**Required action**
Reproduce each line below precisely. Drop the pictures.

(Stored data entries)
^^^^

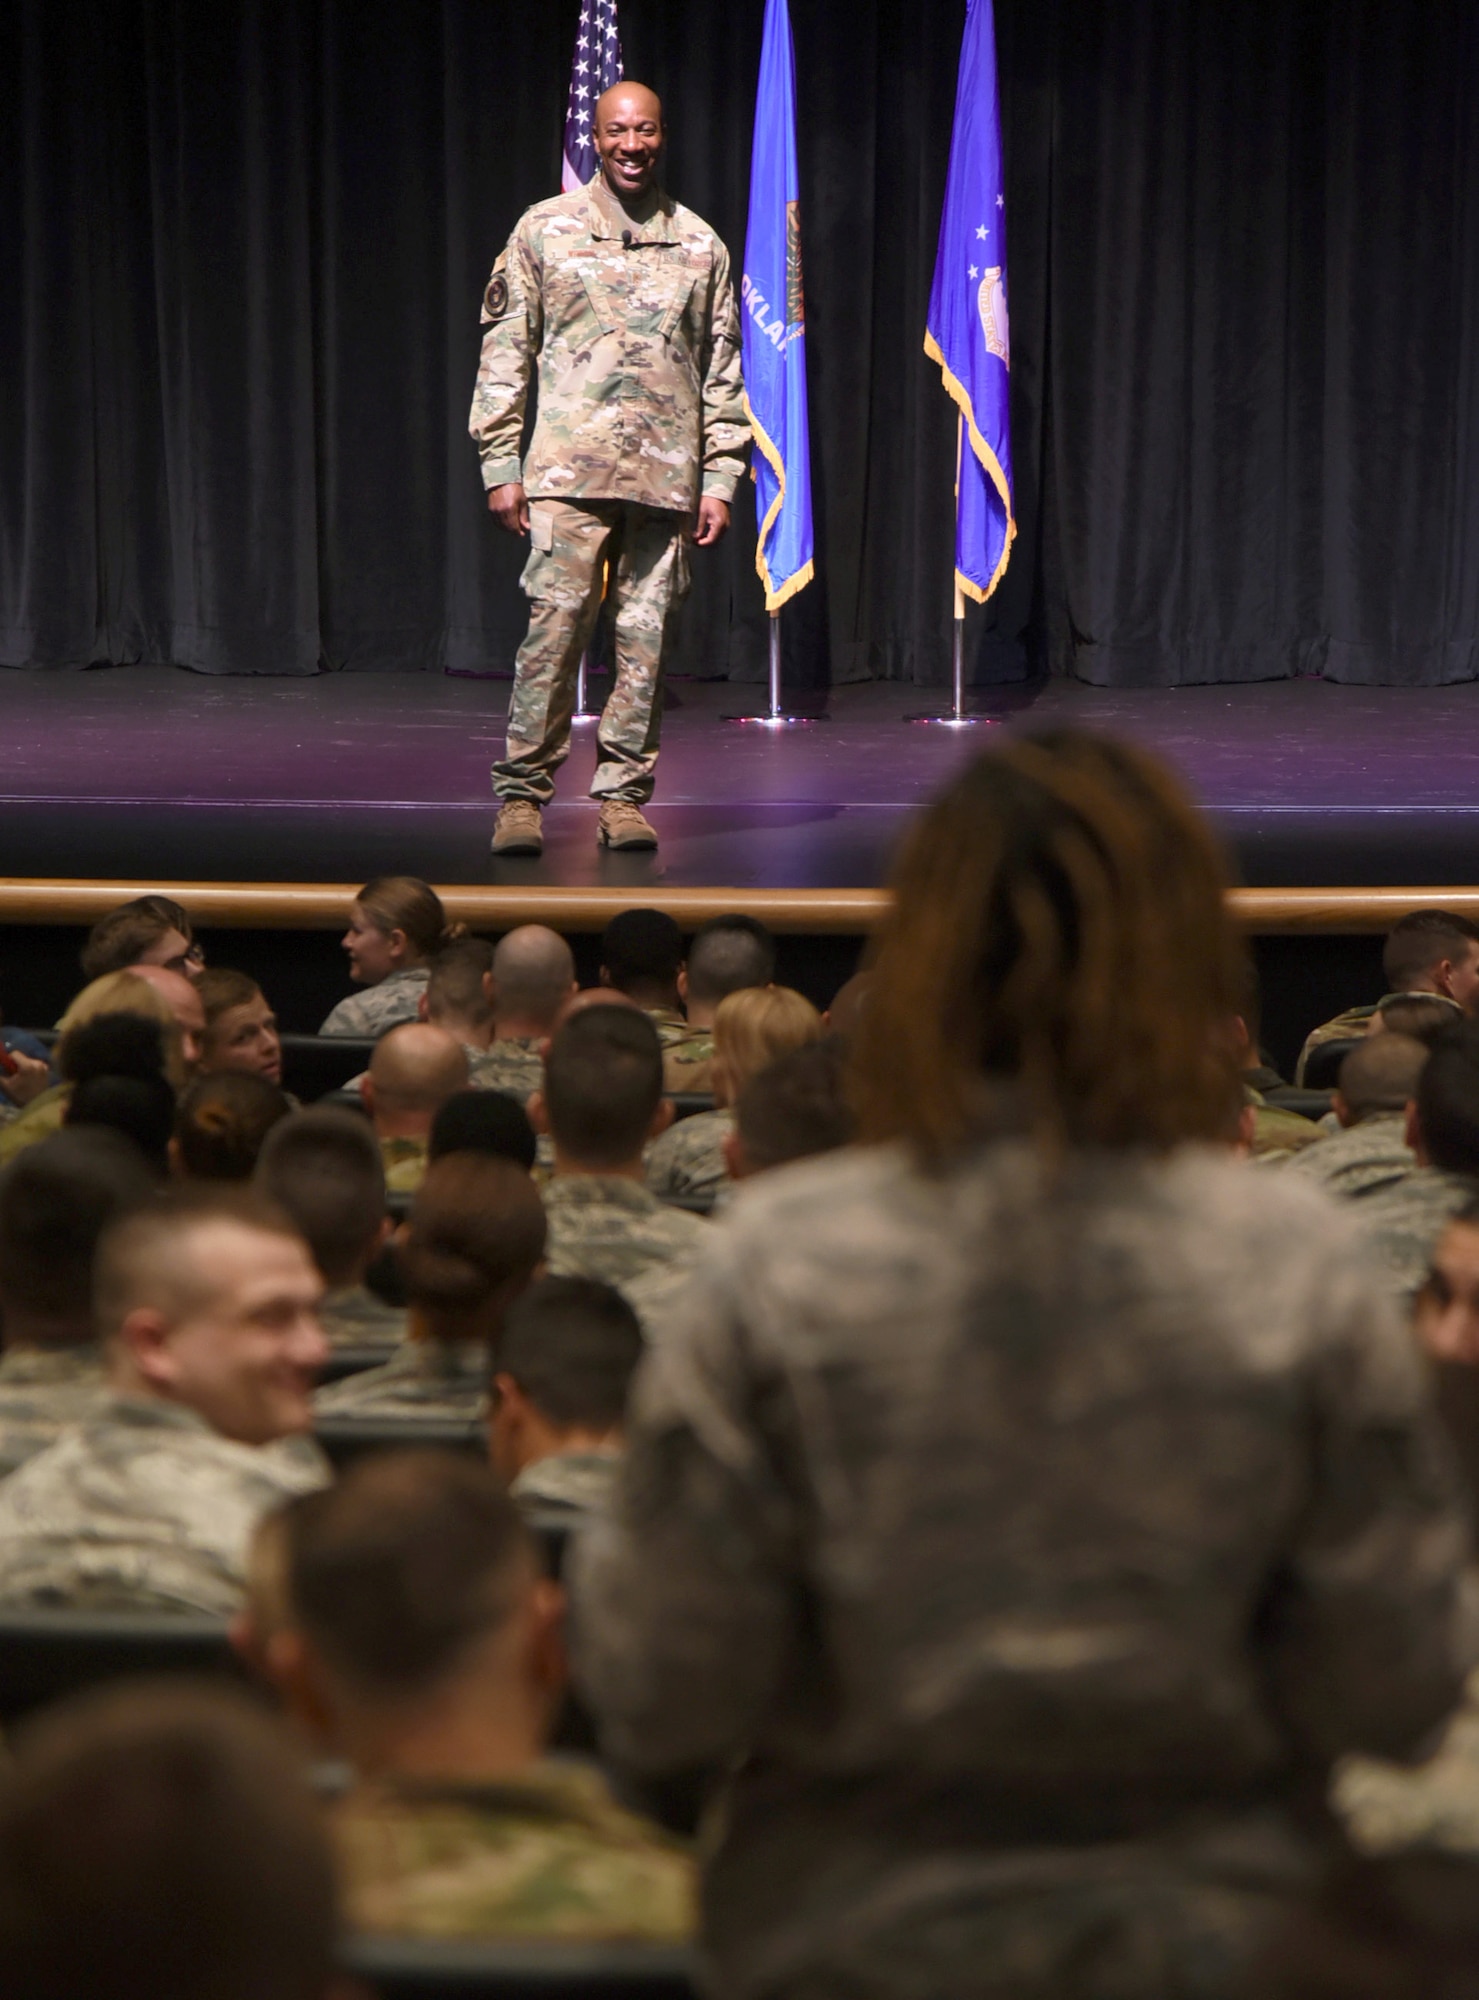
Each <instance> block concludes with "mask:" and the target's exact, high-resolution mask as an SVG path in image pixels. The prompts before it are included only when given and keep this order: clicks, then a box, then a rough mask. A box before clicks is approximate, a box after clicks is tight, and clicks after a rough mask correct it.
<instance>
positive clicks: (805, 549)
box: [739, 0, 813, 612]
mask: <svg viewBox="0 0 1479 2000" xmlns="http://www.w3.org/2000/svg"><path fill="white" fill-rule="evenodd" d="M739 304H741V328H743V360H745V416H747V418H749V428H751V430H753V434H755V446H757V450H755V456H753V462H751V476H753V480H755V516H757V522H759V546H757V548H755V568H757V570H759V580H761V582H763V586H765V610H767V612H773V610H779V608H781V604H785V600H787V598H793V596H795V592H797V590H801V588H803V586H805V584H809V582H811V548H813V542H811V450H809V444H807V426H805V310H803V302H801V204H799V178H797V172H795V52H793V50H791V18H789V14H787V10H785V0H765V40H763V46H761V52H759V90H757V92H755V140H753V150H751V156H749V226H747V230H745V268H743V276H741V280H739Z"/></svg>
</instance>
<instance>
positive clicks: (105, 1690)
mask: <svg viewBox="0 0 1479 2000" xmlns="http://www.w3.org/2000/svg"><path fill="white" fill-rule="evenodd" d="M336 1944H338V1912H336V1894H334V1862H332V1854H330V1840H328V1834H326V1830H324V1822H322V1816H320V1806H318V1800H316V1798H314V1796H312V1790H310V1784H308V1778H306V1774H304V1760H302V1752H300V1750H298V1746H296V1744H292V1742H290V1740H288V1738H286V1732H284V1730H282V1724H278V1722H276V1718H272V1716H270V1714H266V1712H264V1710H262V1708H260V1706H258V1704H256V1702H252V1700H248V1696H246V1694H238V1692H234V1690H228V1688H210V1686H204V1684H200V1686H192V1684H190V1682H188V1680H178V1678H176V1676H170V1686H164V1682H144V1684H140V1682H130V1684H122V1686H114V1688H100V1690H94V1692H90V1694H84V1696H78V1698H72V1700H68V1702H62V1704H58V1706H54V1708H46V1710H44V1712H42V1714H40V1716H38V1718H36V1720H34V1722H30V1724H26V1728H24V1730H22V1732H20V1736H18V1740H16V1758H14V1766H12V1768H10V1770H8V1772H6V1782H4V1788H2V1790H0V2000H84V1996H86V2000H330V1996H332V1994H334V1996H342V2000H350V1992H352V1990H354V1992H358V1988H350V1986H348V1984H342V1982H340V1976H338V1972H336Z"/></svg>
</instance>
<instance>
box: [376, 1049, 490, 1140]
mask: <svg viewBox="0 0 1479 2000" xmlns="http://www.w3.org/2000/svg"><path fill="white" fill-rule="evenodd" d="M466 1088H468V1058H466V1056H464V1052H462V1044H460V1042H458V1040H456V1036H450V1034H448V1032H446V1028H434V1026H432V1024H430V1022H420V1020H412V1022H406V1024H404V1026H402V1028H392V1030H390V1034H382V1036H380V1040H378V1042H376V1052H374V1056H372V1058H370V1080H368V1088H366V1104H368V1106H370V1116H372V1118H374V1122H376V1130H378V1132H382V1134H390V1132H392V1130H394V1132H396V1134H398V1136H404V1134H412V1132H420V1134H426V1132H430V1130H432V1118H434V1116H436V1112H438V1110H440V1108H442V1106H444V1104H446V1100H448V1098H450V1096H454V1094H456V1092H458V1090H466Z"/></svg>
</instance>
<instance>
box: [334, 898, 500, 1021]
mask: <svg viewBox="0 0 1479 2000" xmlns="http://www.w3.org/2000/svg"><path fill="white" fill-rule="evenodd" d="M466 936H468V926H466V924H448V914H446V910H444V908H442V898H440V896H438V892H436V890H434V888H432V884H430V882H422V880H420V876H376V878H374V882H366V886H364V888H362V890H360V894H358V896H356V898H354V904H352V906H350V928H348V930H346V932H344V938H342V940H340V942H342V944H344V950H346V952H348V954H350V978H352V980H354V984H356V986H366V988H368V992H362V994H350V996H348V998H344V1000H340V1004H338V1006H336V1008H334V1010H332V1012H330V1016H328V1020H326V1022H324V1026H322V1028H320V1030H318V1032H320V1034H366V1036H378V1034H384V1032H386V1028H398V1026H400V1024H402V1022H404V1020H416V1018H418V1014H420V1006H422V994H424V992H426V982H428V978H430V966H432V958H434V956H436V954H438V952H440V950H442V946H444V944H454V942H456V940H458V938H466Z"/></svg>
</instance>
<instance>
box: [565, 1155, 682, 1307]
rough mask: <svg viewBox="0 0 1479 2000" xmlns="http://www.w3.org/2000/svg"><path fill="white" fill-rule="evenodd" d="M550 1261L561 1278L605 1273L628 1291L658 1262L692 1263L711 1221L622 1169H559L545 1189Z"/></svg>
mask: <svg viewBox="0 0 1479 2000" xmlns="http://www.w3.org/2000/svg"><path fill="white" fill-rule="evenodd" d="M544 1212H546V1214H548V1218H550V1252H548V1264H550V1270H552V1274H554V1276H558V1278H600V1280H602V1282H604V1284H614V1286H616V1288H618V1292H624V1290H626V1288H628V1284H632V1280H634V1278H642V1276H644V1274H646V1272H648V1270H650V1268H652V1266H656V1264H686V1262H688V1260H690V1258H694V1256H696V1254H698V1250H700V1246H702V1244H704V1240H706V1236H708V1230H710V1224H708V1222H706V1220H704V1218H702V1216H690V1214H688V1212H686V1210H684V1208H664V1204H662V1202H660V1200H658V1198H656V1194H650V1192H648V1190H646V1188H644V1186H642V1182H640V1180H630V1178H628V1176H622V1174H556V1176H554V1180H552V1182H550V1186H548V1188H546V1190H544Z"/></svg>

^^^^

**Worked solution**
Each <instance> block concludes with "mask:" and the target's exact, high-resolution mask as an SVG path in image pixels. The prompts before it are included only when given and keep this order: clicks, then a box, then a rough mask. A box before clicks is approximate, a box after clicks is tight, and clicks after a rough mask correct it.
<instance>
positive clicks: (805, 549)
box: [739, 0, 813, 612]
mask: <svg viewBox="0 0 1479 2000" xmlns="http://www.w3.org/2000/svg"><path fill="white" fill-rule="evenodd" d="M739 304H741V328H743V360H745V416H747V418H749V428H751V430H753V434H755V446H757V450H755V456H753V462H751V476H753V480H755V516H757V522H759V546H757V548H755V568H757V570H759V580H761V582H763V586H765V610H767V612H773V610H779V608H781V604H785V600H787V598H793V596H795V592H797V590H801V588H803V586H805V584H809V582H811V548H813V542H811V450H809V444H807V426H805V310H803V302H801V204H799V178H797V172H795V52H793V50H791V18H789V14H787V10H785V0H765V40H763V46H761V52H759V90H757V92H755V140H753V150H751V156H749V226H747V230H745V268H743V276H741V280H739Z"/></svg>
</instance>
<instance>
positive clicks: (105, 1690)
mask: <svg viewBox="0 0 1479 2000" xmlns="http://www.w3.org/2000/svg"><path fill="white" fill-rule="evenodd" d="M336 1944H338V1912H336V1894H334V1862H332V1854H330V1840H328V1834H326V1830H324V1822H322V1816H320V1806H318V1800H316V1798H314V1796H312V1790H310V1784H308V1778H306V1774H304V1760H302V1752H300V1750H298V1746H296V1744H292V1742H290V1740H288V1738H286V1732H284V1730H282V1724H278V1722H276V1718H272V1716H270V1714H266V1712H264V1710H262V1708H260V1706H258V1704H256V1702H252V1700H248V1696H246V1694H238V1692H234V1690H228V1688H210V1686H204V1684H200V1686H192V1684H190V1682H188V1680H178V1678H176V1676H170V1686H164V1682H144V1684H140V1682H130V1684H122V1686H114V1688H100V1690H94V1692H90V1694H84V1696H78V1698H72V1700H68V1702H62V1704H58V1706H54V1708H46V1710H44V1712H42V1714H40V1716H38V1718H36V1720H34V1722H30V1724H26V1728H24V1730H22V1732H20V1736H18V1740H16V1758H14V1766H12V1768H10V1770H8V1772H6V1782H4V1788H2V1790H0V2000H84V1996H86V2000H330V1996H332V1994H334V1996H342V2000H350V1992H352V1990H354V1992H358V1988H350V1986H348V1984H342V1982H340V1976H338V1972H336Z"/></svg>
</instance>
<instance>
box: [376, 1049, 490, 1140]
mask: <svg viewBox="0 0 1479 2000" xmlns="http://www.w3.org/2000/svg"><path fill="white" fill-rule="evenodd" d="M466 1088H468V1058H466V1056H464V1052H462V1044H460V1042H458V1040H456V1036H450V1034H448V1032H446V1028H434V1026H432V1024H430V1022H420V1020H412V1022H406V1024H404V1026H402V1028H392V1030H390V1034H382V1036H380V1040H378V1042H376V1052H374V1056H372V1058H370V1080H368V1088H366V1104H368V1106H370V1116H372V1118H374V1122H376V1130H378V1132H382V1134H390V1132H392V1130H394V1132H396V1134H398V1136H404V1134H412V1132H420V1134H426V1132H430V1130H432V1118H434V1116H436V1112H438V1110H440V1108H442V1106H444V1104H446V1100H448V1098H450V1096H454V1094H456V1092H458V1090H466Z"/></svg>
</instance>
<instance>
box: [334, 898, 500, 1021]
mask: <svg viewBox="0 0 1479 2000" xmlns="http://www.w3.org/2000/svg"><path fill="white" fill-rule="evenodd" d="M466 936H468V926H466V924H448V914H446V910H444V908H442V898H440V896H438V892H436V890H434V888H432V884H430V882H422V880H420V876H376V878H374V882H366V886H364V888H362V890H360V894H358V896H356V898H354V904H352V906H350V928H348V930H346V932H344V938H342V940H340V942H342V944H344V950H346V952H348V954H350V978H352V980H354V984H356V986H366V988H368V992H362V994H350V996H348V998H344V1000H340V1004H338V1006H336V1008H334V1010H332V1012H330V1016H328V1020H326V1022H324V1026H322V1028H320V1030H318V1032H320V1034H366V1036H378V1034H384V1032H386V1028H398V1026H400V1024H402V1022H404V1020H416V1018H418V1014H420V1006H422V994H424V992H426V982H428V978H430V966H432V958H434V956H436V954H438V952H440V950H442V946H444V944H454V942H456V940H458V938H466Z"/></svg>
</instance>
<instance>
box: [565, 1155, 682, 1307]
rough mask: <svg viewBox="0 0 1479 2000" xmlns="http://www.w3.org/2000/svg"><path fill="white" fill-rule="evenodd" d="M550 1261L561 1278L605 1273L628 1291L658 1262L692 1263L711 1221L622 1169H559L545 1189Z"/></svg>
mask: <svg viewBox="0 0 1479 2000" xmlns="http://www.w3.org/2000/svg"><path fill="white" fill-rule="evenodd" d="M544 1212H546V1214H548V1218H550V1252H548V1264H550V1270H552V1274H554V1276H558V1278H600V1280H602V1282H604V1284H614V1286H616V1288H618V1292H624V1290H626V1288H628V1284H632V1280H634V1278H642V1276H644V1274H646V1272H648V1270H650V1268H652V1266H656V1264H686V1262H688V1260H690V1258H694V1256H696V1254H698V1250H700V1246H702V1244H704V1240H706V1236H708V1230H710V1224H708V1222H706V1220H704V1218H702V1216H690V1214H688V1212H686V1210H684V1208H664V1204H662V1202H660V1200H658V1198H656V1194H650V1192H648V1190H646V1188H644V1186H642V1182H640V1180H630V1178H628V1176H622V1174H556V1176H554V1180H552V1182H550V1186H548V1188H546V1190H544Z"/></svg>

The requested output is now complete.